■ Excerpts from point annotation data ■

============================================================

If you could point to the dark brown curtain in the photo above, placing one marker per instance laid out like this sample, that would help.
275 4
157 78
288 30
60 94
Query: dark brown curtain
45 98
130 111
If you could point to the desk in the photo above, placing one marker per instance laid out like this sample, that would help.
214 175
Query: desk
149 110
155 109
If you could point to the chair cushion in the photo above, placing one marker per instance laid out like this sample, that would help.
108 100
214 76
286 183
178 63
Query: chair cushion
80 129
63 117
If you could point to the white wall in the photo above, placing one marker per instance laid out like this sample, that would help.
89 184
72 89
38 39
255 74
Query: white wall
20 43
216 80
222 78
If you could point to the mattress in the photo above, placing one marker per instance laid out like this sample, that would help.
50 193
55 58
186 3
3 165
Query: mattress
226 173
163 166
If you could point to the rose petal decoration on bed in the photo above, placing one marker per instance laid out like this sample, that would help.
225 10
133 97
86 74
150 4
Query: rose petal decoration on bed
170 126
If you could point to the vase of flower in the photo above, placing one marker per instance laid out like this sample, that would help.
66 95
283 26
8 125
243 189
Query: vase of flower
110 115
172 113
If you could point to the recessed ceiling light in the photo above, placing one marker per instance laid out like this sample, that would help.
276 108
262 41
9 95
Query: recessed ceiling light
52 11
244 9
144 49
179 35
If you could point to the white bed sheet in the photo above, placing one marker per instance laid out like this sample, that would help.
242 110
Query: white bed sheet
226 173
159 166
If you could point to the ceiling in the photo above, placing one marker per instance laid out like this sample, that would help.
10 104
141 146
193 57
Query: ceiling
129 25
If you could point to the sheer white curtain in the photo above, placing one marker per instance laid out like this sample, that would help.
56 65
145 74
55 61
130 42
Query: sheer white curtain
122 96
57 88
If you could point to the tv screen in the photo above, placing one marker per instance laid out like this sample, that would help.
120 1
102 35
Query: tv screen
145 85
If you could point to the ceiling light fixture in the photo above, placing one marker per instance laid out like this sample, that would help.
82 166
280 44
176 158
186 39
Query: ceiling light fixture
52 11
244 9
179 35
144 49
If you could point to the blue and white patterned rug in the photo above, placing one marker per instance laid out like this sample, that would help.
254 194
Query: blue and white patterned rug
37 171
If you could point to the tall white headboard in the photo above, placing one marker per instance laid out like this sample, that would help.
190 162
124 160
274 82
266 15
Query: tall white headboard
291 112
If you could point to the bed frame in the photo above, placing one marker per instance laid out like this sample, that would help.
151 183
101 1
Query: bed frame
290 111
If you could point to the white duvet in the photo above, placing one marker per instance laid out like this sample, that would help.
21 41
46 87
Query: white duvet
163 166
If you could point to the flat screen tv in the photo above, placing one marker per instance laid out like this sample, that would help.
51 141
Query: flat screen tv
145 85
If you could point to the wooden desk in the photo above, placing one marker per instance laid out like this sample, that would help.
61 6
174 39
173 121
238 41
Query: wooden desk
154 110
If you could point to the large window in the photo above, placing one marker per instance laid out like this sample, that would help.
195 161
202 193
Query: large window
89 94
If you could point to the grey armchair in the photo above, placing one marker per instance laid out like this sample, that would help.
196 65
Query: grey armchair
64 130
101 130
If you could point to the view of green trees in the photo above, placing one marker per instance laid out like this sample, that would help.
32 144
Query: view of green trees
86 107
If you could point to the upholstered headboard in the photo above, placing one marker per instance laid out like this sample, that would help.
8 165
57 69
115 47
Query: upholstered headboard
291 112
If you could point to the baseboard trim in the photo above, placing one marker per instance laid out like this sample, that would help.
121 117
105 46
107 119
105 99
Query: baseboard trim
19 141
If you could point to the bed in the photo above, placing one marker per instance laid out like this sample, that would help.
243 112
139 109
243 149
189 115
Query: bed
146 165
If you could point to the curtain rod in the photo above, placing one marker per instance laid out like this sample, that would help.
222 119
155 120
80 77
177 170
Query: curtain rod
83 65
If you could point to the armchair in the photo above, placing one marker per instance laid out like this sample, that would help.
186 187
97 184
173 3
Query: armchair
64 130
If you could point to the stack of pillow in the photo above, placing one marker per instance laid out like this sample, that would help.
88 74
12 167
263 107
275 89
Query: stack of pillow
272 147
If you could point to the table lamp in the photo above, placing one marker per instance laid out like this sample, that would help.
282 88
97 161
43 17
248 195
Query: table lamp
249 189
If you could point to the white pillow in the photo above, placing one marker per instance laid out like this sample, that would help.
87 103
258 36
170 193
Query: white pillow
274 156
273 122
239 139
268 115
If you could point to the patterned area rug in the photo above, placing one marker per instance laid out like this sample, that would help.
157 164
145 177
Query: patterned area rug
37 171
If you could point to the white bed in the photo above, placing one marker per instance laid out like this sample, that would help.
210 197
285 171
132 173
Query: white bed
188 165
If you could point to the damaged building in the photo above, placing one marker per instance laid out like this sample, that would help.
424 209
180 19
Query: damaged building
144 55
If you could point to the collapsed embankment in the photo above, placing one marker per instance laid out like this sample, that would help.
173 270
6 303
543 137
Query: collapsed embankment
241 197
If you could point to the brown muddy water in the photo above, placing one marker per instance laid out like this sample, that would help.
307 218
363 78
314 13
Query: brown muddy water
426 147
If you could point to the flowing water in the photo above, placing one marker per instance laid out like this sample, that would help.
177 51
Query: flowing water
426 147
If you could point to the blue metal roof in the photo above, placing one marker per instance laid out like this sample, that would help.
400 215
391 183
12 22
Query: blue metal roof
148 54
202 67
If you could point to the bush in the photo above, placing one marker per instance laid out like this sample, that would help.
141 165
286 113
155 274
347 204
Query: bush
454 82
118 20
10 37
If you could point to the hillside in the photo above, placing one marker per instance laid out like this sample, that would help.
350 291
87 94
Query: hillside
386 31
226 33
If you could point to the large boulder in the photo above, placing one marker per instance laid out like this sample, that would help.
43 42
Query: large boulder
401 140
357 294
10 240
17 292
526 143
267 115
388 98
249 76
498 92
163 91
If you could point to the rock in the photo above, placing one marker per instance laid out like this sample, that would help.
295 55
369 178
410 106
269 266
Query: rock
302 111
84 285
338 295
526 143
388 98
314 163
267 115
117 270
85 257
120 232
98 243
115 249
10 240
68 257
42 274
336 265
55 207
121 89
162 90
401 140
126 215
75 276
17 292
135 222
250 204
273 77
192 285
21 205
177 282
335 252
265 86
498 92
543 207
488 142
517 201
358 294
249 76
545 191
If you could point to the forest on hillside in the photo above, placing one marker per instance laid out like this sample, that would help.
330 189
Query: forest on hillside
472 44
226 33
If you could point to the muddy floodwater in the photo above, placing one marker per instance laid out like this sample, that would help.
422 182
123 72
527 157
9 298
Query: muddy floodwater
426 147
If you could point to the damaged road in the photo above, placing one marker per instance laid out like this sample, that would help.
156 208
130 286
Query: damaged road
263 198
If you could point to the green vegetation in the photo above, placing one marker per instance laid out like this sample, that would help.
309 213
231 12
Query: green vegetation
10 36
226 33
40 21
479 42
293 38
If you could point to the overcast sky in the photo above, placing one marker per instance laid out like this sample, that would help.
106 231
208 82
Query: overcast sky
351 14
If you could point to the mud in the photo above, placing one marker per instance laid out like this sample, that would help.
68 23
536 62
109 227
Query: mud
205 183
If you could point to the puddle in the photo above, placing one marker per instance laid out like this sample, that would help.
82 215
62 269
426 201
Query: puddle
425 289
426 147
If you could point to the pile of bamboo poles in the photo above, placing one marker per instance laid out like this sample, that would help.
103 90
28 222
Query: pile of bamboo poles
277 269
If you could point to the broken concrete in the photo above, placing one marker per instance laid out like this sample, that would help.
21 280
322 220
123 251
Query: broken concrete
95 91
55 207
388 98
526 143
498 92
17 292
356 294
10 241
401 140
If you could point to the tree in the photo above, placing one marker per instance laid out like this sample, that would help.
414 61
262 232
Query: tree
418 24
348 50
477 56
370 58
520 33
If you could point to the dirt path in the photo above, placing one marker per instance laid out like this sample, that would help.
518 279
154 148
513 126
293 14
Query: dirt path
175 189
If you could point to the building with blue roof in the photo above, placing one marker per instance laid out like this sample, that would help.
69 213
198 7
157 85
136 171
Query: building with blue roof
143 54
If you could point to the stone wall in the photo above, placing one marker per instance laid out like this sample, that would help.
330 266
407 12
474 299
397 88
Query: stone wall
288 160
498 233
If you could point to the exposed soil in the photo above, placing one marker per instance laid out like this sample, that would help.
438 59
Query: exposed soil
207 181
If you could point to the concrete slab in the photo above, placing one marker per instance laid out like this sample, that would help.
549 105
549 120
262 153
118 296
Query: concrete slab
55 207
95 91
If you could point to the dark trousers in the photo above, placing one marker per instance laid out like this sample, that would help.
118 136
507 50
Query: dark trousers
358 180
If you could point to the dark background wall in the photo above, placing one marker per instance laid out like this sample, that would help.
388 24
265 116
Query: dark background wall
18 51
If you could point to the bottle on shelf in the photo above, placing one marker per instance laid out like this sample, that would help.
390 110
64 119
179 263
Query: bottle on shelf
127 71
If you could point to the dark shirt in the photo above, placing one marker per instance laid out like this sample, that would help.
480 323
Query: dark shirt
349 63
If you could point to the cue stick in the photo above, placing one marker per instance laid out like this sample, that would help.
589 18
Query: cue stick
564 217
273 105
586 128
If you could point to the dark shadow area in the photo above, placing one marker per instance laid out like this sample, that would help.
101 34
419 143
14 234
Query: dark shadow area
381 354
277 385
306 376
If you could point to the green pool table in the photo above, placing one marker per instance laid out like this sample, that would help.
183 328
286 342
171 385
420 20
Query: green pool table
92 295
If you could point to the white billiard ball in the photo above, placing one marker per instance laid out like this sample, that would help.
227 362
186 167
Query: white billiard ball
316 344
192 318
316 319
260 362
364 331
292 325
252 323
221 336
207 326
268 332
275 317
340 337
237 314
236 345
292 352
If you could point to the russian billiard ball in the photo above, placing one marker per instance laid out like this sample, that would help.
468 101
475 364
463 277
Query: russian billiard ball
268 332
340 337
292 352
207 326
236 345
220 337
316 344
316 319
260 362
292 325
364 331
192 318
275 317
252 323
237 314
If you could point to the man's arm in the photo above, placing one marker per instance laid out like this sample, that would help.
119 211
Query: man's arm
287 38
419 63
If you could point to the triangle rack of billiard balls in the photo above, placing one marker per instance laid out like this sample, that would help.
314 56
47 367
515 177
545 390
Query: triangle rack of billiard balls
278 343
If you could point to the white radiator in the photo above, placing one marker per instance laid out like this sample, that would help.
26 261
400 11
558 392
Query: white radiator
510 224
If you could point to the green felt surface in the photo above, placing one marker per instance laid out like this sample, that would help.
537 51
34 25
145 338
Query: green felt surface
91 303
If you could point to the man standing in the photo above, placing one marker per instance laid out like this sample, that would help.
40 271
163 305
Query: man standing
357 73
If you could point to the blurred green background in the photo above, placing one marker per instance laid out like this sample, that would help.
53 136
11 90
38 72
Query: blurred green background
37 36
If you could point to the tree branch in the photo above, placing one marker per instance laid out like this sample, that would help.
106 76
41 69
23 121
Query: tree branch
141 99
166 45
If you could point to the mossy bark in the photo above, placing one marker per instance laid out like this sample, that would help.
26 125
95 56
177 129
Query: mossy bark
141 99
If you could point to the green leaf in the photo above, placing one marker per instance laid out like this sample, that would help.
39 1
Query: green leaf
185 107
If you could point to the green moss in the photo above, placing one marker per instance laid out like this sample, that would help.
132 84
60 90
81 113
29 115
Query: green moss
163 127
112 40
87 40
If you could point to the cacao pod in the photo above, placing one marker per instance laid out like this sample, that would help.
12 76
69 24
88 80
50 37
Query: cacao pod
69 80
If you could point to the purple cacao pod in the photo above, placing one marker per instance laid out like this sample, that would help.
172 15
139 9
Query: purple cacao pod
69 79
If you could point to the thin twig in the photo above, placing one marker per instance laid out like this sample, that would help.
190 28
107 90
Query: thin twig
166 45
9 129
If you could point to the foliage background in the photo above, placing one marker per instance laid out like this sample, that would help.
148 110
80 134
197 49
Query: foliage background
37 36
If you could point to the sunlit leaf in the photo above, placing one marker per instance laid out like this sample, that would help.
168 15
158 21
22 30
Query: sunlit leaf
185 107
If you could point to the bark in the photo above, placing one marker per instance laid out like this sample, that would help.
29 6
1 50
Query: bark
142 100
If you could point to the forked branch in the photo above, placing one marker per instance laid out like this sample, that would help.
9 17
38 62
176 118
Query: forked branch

============================================================

■ WHAT IS BEING ASKED ■
Quote only the lines from the line containing "If you could point to the cacao" through the end of the listing, please, keeping both the first and the last line.

■ PROBLEM SOLUTION ■
If you could point to the cacao pod in the photo above, placing one marker per instance laid out like this sample, that would help.
12 76
69 24
88 80
50 37
Query: cacao pod
69 80
If you could point to the purple cacao pod in the photo above, placing one marker per instance laid out like this sample, that would help.
172 15
139 9
Query: purple cacao pod
69 79
If you could point to the thin twig in the photo above, placing one marker per instance laid out like this sample, that would help.
190 28
107 90
Query: thin twig
166 45
9 129
If you could point to the foliage background in the photo above, placing one marker per instance laid out like this sample, that would help.
148 110
80 134
197 49
Query: foliage background
37 36
If you could point to the sunlit leaf in the photo above, placing one marker per instance laid out like this sample, that would help.
168 15
158 21
22 30
Query: sunlit leaf
185 107
If you could point to the bark in the photo above, placing one marker per instance laid out like this sample, that would help.
29 6
1 50
Query: bark
142 100
If you could point to the forked branch in the photo above, placing one marker per instance laid out like this sample, that would help.
9 17
38 62
176 118
Query: forked branch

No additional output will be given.